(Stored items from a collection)
########################################

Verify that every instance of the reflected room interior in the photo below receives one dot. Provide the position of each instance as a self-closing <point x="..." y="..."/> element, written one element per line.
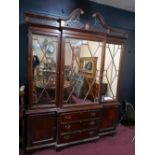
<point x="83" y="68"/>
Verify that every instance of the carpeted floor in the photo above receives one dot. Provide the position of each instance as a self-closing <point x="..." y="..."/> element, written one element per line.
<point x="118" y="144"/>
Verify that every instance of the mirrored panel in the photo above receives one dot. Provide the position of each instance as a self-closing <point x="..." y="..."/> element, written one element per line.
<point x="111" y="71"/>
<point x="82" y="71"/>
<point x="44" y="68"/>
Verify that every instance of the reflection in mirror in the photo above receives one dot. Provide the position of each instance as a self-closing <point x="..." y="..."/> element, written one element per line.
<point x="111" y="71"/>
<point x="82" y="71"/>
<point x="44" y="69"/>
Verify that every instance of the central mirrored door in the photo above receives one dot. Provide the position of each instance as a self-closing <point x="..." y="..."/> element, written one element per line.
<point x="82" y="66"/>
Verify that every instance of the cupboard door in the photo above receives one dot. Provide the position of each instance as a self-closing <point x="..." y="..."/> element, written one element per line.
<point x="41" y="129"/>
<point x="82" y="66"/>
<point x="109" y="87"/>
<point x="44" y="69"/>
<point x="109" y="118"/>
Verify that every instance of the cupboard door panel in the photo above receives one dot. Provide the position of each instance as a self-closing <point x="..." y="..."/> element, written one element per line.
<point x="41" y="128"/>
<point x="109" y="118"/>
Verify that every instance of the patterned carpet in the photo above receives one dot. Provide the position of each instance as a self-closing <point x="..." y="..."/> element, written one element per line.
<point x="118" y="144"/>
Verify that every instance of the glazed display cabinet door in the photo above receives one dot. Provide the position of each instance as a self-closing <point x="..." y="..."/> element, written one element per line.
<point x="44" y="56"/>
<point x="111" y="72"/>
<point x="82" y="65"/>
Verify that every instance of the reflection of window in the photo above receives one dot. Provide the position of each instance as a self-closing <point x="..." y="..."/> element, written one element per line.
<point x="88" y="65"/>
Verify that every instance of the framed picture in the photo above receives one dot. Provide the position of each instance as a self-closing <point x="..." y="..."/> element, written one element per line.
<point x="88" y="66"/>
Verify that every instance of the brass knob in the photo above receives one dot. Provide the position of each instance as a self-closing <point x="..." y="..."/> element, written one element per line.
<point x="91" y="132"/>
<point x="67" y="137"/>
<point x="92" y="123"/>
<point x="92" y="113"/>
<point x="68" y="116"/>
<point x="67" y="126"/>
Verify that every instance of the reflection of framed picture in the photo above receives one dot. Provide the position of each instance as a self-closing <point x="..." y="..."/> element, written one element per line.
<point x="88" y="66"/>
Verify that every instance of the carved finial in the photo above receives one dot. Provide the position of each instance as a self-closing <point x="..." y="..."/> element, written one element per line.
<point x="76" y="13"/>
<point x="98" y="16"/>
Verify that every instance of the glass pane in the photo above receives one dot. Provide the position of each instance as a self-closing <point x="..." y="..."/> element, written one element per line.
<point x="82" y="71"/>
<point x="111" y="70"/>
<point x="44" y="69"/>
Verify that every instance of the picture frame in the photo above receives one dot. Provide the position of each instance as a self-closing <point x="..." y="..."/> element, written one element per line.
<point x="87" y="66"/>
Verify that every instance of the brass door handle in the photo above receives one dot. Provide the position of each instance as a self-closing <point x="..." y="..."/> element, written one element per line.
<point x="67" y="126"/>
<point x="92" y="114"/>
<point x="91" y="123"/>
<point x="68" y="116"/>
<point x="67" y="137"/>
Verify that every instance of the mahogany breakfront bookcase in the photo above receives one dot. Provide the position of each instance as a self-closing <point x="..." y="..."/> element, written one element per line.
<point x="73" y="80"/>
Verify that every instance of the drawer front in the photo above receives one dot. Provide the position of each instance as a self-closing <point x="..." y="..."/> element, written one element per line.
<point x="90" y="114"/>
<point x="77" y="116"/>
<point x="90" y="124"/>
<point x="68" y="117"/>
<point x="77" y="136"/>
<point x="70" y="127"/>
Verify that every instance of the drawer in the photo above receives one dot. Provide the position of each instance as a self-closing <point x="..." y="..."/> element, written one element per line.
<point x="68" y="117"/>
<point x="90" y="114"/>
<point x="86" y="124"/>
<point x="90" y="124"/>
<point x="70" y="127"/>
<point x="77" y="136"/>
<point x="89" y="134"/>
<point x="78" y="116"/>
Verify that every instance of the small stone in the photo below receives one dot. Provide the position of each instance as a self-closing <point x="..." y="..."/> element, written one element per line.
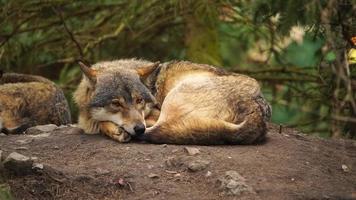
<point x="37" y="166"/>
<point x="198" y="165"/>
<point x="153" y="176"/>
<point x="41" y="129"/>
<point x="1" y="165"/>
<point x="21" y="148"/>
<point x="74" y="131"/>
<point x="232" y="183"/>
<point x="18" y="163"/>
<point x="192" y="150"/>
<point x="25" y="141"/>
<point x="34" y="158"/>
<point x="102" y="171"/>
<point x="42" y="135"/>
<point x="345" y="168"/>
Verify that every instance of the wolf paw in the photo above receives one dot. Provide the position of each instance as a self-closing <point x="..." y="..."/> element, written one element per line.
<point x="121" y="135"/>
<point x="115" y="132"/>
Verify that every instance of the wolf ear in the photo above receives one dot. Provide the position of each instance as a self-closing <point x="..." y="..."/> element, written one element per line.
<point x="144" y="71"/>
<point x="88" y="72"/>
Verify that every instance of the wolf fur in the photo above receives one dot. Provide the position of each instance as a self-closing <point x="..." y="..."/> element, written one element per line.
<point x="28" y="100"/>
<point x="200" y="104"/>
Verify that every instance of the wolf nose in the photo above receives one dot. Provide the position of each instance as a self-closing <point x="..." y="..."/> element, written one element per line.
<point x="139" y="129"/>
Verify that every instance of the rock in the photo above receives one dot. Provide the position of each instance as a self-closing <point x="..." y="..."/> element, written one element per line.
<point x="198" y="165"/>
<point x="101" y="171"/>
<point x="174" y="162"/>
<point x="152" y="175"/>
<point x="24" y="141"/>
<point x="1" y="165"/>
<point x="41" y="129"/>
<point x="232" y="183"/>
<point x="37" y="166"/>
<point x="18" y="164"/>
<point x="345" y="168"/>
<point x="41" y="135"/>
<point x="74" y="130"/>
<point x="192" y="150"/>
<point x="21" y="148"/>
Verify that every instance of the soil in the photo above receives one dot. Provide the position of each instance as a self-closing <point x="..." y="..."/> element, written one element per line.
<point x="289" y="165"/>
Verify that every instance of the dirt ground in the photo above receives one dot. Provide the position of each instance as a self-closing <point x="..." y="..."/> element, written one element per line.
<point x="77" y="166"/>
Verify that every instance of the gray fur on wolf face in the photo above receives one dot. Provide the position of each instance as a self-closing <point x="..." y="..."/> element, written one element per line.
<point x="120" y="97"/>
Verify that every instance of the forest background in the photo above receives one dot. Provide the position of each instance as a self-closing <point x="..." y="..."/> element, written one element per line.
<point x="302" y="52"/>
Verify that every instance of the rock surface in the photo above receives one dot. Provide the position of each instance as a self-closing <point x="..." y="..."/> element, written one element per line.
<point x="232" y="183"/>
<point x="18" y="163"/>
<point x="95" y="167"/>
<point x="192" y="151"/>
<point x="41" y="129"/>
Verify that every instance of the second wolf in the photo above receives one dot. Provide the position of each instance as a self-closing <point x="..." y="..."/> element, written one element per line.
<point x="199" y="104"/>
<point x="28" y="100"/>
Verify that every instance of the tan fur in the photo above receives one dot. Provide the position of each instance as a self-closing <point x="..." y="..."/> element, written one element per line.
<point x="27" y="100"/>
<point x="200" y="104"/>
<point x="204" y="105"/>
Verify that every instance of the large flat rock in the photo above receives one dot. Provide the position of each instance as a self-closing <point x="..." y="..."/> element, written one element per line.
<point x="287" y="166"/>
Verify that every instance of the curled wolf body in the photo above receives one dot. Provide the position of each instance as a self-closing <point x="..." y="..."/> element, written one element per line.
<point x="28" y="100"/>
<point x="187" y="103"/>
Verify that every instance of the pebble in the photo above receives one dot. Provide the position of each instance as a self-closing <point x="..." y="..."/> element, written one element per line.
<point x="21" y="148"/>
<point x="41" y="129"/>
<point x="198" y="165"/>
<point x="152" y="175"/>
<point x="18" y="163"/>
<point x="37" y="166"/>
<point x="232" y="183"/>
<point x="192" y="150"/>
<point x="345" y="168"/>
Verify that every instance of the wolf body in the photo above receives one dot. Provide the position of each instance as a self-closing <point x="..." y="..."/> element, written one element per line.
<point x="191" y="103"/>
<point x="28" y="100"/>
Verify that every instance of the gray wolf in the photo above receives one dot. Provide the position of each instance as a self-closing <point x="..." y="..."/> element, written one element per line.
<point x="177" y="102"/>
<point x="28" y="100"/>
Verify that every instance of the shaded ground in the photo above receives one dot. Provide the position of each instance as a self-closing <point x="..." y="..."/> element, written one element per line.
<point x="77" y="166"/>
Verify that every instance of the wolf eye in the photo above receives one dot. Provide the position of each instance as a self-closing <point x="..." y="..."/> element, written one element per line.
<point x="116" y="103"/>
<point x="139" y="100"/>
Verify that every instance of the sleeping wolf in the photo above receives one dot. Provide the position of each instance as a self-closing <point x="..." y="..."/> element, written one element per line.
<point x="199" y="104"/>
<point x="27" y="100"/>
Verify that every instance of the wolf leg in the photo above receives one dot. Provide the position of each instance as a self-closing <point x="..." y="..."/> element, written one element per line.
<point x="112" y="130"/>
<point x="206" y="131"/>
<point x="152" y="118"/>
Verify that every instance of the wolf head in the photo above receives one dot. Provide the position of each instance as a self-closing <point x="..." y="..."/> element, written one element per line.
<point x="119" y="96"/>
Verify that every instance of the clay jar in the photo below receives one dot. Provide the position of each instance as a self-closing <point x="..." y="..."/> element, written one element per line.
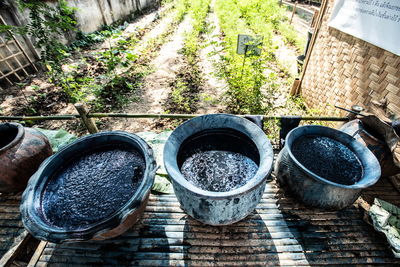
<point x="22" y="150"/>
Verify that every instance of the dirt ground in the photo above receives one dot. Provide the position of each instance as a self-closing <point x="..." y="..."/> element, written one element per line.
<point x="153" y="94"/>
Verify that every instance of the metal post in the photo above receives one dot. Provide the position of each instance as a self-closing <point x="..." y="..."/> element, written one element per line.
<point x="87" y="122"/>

########################################

Task details |
Revise the stretch of the listing from the line containing "Verify that every instance of the wolf leg" through the end, replacing "metal post" with "steel post" and keeping everything else the same. Leave the pictures out.

Output for this exercise |
Verify that every instance of the wolf leg in the photo above receives one dot. Provide the position of each instance as a self-closing <point x="..." y="..."/> element, written one element per line.
<point x="112" y="130"/>
<point x="206" y="131"/>
<point x="152" y="118"/>
Verify that every instance of the wolf head in the photo above receives one dot. Provide the position of each instance as a self-closing <point x="..." y="..."/> element, written one element per line.
<point x="119" y="96"/>
Verify that every instance of the clay jar in the photo below receives one dot. Provide the position of each instance as a self-closing <point x="..." y="..."/> element, written one element per line.
<point x="22" y="150"/>
Verify that every instance of the dirt ground in the photo above receives one dot. Provide the position of each instance as a self-closing <point x="..." y="..."/> element, written one element per line.
<point x="153" y="94"/>
Verify that every instance of the steel post in the photo above receives one dot. Provide the position of each instance as a self-closing <point x="..." y="..."/> element, written one element per line.
<point x="87" y="122"/>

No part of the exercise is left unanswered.